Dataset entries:
────────

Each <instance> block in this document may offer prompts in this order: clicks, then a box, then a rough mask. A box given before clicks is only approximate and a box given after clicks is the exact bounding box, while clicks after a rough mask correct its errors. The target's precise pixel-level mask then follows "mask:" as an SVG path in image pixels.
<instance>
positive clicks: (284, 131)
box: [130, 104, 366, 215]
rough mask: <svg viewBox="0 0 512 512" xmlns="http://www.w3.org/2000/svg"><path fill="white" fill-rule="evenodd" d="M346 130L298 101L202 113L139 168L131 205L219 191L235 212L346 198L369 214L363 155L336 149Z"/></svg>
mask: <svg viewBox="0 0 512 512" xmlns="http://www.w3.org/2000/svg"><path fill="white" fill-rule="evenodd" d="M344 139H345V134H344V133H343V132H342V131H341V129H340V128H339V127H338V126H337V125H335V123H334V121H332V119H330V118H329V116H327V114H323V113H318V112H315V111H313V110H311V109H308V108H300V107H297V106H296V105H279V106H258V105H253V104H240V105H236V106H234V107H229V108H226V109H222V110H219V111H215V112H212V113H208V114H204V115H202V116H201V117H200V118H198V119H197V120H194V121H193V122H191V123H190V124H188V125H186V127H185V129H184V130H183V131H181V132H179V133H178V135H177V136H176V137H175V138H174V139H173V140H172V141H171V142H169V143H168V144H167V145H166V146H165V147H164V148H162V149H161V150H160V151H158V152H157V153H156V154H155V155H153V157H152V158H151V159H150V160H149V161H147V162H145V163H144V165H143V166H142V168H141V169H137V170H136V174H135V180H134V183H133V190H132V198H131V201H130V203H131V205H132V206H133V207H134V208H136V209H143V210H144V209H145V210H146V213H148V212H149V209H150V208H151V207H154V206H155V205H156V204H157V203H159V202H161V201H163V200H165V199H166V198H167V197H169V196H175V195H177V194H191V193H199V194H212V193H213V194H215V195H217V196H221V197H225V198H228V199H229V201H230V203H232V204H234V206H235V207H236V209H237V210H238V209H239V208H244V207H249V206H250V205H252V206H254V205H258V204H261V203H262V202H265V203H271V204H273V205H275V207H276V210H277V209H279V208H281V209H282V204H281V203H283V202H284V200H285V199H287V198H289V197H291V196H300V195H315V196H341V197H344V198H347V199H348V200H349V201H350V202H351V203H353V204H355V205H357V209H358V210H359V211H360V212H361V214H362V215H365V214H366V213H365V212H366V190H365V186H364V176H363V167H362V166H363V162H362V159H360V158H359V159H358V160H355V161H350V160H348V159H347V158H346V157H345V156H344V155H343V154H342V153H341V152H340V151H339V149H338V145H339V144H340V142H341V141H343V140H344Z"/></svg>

────────

● **REQUIREMENT**:
Rewrite all of the dataset entries above, changing each instance of "rough mask" to "coarse mask" and keeping every other part as it is.

● **REPLY**:
Each <instance> block in this document may offer prompts in this order: clicks, then a box, then a coarse mask. A box given before clicks is only approximate and a box given after clicks is the exact bounding box, while clicks after a coarse mask correct its errors. The target's precise pixel-level mask then follows "mask:" as an SVG path in image pixels.
<instance>
positive clicks: (284, 131)
box: [130, 104, 366, 215]
coarse mask: <svg viewBox="0 0 512 512" xmlns="http://www.w3.org/2000/svg"><path fill="white" fill-rule="evenodd" d="M346 130L298 101L202 113L139 168L131 205L219 191L235 212L346 198L369 214L363 155L336 149Z"/></svg>
mask: <svg viewBox="0 0 512 512" xmlns="http://www.w3.org/2000/svg"><path fill="white" fill-rule="evenodd" d="M344 139H345V134H344V133H343V132H342V131H341V129H340V128H339V127H338V126H337V125H335V123H334V121H332V119H330V118H329V116H327V114H323V113H318V112H315V111H313V110H311V109H308V108H300V107H297V106H296V105H279V106H258V105H253V104H240V105H236V106H234V107H229V108H226V109H222V110H219V111H215V112H212V113H208V114H204V115H202V116H201V117H200V118H198V119H197V120H194V121H193V122H191V123H190V124H188V125H186V127H185V129H184V130H183V131H181V132H179V133H178V135H177V136H176V137H175V138H174V139H173V140H172V141H171V142H169V143H168V144H167V145H166V146H165V147H164V148H162V149H161V150H160V151H158V152H157V153H156V154H155V155H153V157H152V158H151V159H150V160H149V161H147V162H145V163H144V165H143V166H142V168H141V169H137V170H136V174H135V180H134V183H133V190H132V198H131V201H130V203H131V205H132V206H133V207H134V208H136V209H143V210H144V209H145V210H146V213H148V212H149V209H150V208H151V207H154V206H155V205H156V204H157V203H159V202H161V201H163V200H165V199H166V198H167V197H169V196H175V195H177V194H191V193H199V194H212V193H213V194H215V195H217V196H221V197H225V198H228V199H229V201H230V203H232V204H234V206H235V207H236V209H237V210H238V209H239V208H244V207H249V206H250V205H252V206H254V205H258V204H261V203H262V202H265V203H271V204H273V205H275V207H276V210H277V209H279V208H281V209H282V204H281V203H283V202H284V200H285V199H287V198H289V197H291V196H300V195H315V196H341V197H344V198H347V199H348V200H349V201H350V202H351V203H353V204H355V205H357V209H358V210H359V211H360V212H361V214H362V215H365V214H366V213H365V212H366V190H365V186H364V176H363V167H362V166H363V162H362V159H360V158H359V159H358V160H355V161H350V160H348V159H347V158H346V157H345V156H344V155H343V154H342V153H341V152H340V151H339V149H338V145H339V144H340V142H341V141H343V140H344Z"/></svg>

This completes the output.